*Document segment*
= Beginning of Section =

The Mautam (II)
It was only four years ago when a mysterious plague swept across India. Unlike any plague today it has an eerie meeting every 48 years. What once was thought only to be an event out of myth now frightens the locals…they call it the mautam. This plague was not a virus or germ, but by a widespread famine that struck all of India.
NOVA of PBS (in cooperation with National Geographic) took documentation of the mautam in action. In 2006 Biologist Ken Aplin from the Australian National Wildlife Collection and local Indian biologist James Lalsiamliana travel to the province of Mizoram, India to catch the mautam in action.
The Mizoram is covered in 2,400 sq. mile forest of bamboo. And every 48 years – like clockwork – the bamboo grass flowers, fruits, and dies. The two thousand square miles of forest will drop 10 tons of fruit…per acre. Over a trillion pounds of bamboo fruit will ripen and drop onto the bamboo floor free for the eating.

= End of Section =

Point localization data
= Beginning of Section =

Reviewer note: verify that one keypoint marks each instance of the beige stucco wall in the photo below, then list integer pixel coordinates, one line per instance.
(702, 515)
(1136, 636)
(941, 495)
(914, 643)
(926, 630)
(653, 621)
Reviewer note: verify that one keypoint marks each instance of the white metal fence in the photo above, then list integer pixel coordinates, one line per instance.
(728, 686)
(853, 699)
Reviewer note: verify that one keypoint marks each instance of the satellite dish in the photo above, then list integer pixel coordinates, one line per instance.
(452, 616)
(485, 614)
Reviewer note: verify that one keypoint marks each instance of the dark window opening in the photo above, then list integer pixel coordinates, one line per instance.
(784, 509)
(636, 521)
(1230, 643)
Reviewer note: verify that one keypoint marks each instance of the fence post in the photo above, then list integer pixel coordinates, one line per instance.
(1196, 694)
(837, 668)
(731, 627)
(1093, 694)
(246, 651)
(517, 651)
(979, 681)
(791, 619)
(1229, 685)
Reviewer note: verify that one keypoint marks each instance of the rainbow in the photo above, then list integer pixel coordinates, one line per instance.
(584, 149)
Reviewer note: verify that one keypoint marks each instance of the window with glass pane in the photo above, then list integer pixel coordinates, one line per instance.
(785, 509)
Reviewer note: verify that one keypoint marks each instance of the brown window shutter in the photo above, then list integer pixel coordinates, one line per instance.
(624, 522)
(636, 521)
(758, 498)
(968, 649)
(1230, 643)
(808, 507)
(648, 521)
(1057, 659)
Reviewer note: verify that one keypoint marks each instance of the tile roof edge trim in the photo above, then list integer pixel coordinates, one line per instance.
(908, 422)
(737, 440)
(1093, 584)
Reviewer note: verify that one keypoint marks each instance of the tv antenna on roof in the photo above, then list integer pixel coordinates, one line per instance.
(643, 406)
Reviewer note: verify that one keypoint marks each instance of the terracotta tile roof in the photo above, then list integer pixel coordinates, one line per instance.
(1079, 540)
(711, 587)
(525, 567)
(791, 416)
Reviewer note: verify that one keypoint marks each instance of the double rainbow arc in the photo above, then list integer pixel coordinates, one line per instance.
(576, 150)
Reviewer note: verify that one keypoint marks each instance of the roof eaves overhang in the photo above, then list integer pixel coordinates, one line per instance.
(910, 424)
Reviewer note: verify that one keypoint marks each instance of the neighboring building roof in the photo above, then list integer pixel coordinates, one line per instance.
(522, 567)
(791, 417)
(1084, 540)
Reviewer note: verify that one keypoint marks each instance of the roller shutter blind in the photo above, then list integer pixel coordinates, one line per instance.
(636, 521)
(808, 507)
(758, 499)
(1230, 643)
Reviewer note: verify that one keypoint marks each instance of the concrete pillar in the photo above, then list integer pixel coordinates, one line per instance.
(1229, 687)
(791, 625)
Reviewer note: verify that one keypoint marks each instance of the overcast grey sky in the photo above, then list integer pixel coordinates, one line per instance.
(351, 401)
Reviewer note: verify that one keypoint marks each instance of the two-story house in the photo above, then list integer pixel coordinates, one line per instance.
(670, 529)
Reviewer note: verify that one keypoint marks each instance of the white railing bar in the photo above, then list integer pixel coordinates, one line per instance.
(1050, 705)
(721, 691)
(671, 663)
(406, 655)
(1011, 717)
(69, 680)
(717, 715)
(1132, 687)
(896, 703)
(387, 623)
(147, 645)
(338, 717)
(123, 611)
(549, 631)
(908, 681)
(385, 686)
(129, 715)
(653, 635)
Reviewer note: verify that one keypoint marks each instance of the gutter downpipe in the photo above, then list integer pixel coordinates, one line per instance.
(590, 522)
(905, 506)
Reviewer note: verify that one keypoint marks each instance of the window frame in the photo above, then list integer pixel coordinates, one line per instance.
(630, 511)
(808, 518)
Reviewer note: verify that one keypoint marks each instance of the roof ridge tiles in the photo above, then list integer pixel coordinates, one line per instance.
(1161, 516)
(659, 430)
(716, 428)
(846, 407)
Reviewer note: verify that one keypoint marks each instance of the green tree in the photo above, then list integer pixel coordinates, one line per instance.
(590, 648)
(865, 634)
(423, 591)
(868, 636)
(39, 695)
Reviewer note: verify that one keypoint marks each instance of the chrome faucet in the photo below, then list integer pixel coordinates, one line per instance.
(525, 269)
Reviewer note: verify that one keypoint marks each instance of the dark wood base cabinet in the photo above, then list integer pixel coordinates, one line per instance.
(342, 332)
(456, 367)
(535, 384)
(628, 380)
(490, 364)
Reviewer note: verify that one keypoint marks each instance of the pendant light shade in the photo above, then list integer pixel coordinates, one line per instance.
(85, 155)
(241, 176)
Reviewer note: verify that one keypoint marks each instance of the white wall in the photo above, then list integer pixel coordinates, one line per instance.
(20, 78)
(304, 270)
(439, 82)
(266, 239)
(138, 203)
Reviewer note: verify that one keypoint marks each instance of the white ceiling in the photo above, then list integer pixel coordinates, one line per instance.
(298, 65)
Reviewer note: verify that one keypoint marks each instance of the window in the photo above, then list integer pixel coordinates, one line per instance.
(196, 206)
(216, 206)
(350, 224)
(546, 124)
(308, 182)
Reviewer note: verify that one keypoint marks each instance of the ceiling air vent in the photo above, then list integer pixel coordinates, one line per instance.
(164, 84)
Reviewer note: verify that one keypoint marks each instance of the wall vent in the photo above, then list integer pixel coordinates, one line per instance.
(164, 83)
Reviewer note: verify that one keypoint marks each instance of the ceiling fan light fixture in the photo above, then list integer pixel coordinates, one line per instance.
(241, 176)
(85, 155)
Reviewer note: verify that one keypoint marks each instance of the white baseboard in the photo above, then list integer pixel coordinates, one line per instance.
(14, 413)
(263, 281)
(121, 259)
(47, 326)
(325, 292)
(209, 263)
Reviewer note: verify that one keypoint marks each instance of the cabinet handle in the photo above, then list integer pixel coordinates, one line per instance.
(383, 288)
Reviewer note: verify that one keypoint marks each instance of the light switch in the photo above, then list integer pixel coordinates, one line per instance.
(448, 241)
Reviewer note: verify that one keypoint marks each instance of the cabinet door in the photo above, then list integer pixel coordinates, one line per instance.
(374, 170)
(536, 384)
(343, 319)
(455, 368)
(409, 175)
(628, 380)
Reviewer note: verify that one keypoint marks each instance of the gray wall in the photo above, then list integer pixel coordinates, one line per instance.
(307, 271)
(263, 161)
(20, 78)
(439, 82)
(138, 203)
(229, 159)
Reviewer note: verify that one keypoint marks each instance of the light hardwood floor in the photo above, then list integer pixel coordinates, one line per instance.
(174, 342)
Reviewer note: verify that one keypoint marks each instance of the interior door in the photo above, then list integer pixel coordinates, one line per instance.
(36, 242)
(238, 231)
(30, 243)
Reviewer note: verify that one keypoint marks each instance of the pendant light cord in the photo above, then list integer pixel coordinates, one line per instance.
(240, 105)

= End of Section =

*Problems and tasks*
A. Please edit the passage on the mautam from "The Mautam (II)" to "all of India.", replacing "plague" with "blight".
B. Answer these questions from the passage on the mautam:
(i) How often does the mautam occur?
(ii) To which province did Ken Aplin and James Lalsiamliana travel?
(iii) How many tons of fruit does the forest drop per acre?

*Answers to the tasks*
A.
The Mautam (II)
It was only four years ago when a mysterious blight swept across India. Unlike any blight today it has an eerie meeting every 48 years. What once was thought only to be an event out of myth now frightens the locals…they call it the mautam. This blight was not a virus or germ, but by a widespread famine that struck all of India.

B.
(i) Every 48 years
(ii) Mizoram, India
(iii) 10 tons